- **Using the information**:
1. In the article on MBA demand, what share of its applicants did Wits Business School admit?
2. Write out everything in the MBA article from "THE master's in" down to "enrolment this year.", substituting "postgraduate qualifications" for "business degrees".

- **Study text**:
BEGIN
Picture: THINKSTOCK
Picture: THINKSTOCK

THE master's in business administration (MBA) remains one of the most sought-after business degrees and applications at many top schools outstrip the availability for enrolment this year.

Only about two out of five applicants were admitted at the University of Stellenbosch Business School, which became the first South African institution to be awarded all three international forms of accreditation.

At the University of the Free State Business School, the number increases to roughly one in two, whereas Wits Business School admitted about 40% of its applicants.

Enrolment numbers have doubled over the past year at the Johannesburg campus of the UK-based Henley Business School, which also enjoys triple accreditation.

"The South African MBA is still sought after. From the University of SA [Unisa] to Wits, the Gordon Institute of Business Science [Gibs], Stellenbosch and the University of Cape Town — they're all full to capacity," said Anne Wilson, manager at the South African Business Schools Association [Sabsa]. |

"The business schools with a more online and distance focus, like Regenesys and Mancosa, are also packed."
END
- **Extracted material**:
BEGIN
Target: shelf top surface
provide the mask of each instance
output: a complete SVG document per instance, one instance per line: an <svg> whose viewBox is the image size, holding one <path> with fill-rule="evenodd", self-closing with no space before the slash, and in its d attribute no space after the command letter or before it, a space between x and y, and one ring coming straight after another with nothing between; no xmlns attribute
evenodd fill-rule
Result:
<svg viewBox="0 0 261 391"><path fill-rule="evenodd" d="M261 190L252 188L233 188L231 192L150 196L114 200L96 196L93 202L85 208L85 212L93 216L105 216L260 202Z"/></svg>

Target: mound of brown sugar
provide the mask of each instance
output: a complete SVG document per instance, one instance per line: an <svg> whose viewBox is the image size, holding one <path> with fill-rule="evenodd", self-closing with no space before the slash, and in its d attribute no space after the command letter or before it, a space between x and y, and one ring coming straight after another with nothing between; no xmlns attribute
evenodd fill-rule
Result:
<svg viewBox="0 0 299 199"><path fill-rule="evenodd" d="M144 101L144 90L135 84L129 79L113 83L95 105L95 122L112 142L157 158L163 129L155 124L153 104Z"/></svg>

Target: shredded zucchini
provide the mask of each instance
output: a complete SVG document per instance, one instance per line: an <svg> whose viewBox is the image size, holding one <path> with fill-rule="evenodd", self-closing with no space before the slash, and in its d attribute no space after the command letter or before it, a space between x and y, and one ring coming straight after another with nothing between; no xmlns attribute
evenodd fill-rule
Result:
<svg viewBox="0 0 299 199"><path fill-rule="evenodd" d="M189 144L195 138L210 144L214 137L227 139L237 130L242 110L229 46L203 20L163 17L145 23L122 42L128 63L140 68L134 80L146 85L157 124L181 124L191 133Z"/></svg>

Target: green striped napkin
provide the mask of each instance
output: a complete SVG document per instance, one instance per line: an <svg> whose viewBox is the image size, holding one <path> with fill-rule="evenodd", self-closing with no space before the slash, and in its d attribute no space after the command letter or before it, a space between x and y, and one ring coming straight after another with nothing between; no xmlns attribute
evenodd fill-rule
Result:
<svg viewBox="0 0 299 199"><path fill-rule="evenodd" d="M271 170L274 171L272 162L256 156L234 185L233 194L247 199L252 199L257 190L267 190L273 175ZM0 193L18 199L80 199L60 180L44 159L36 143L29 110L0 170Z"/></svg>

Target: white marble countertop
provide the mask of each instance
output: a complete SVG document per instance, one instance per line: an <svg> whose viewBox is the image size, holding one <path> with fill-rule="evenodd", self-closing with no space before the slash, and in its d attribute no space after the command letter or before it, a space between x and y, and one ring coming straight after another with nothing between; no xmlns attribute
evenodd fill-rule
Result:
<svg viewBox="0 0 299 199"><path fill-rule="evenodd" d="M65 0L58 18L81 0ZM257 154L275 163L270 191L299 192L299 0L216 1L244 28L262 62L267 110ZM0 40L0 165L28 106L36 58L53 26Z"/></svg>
END
- **Answers to the exercises**:
1. About 40%

2.
THE master's in business administration (MBA) remains one of the most sought-after postgraduate qualifications and applications at many top schools outstrip the availability for enrolment this year.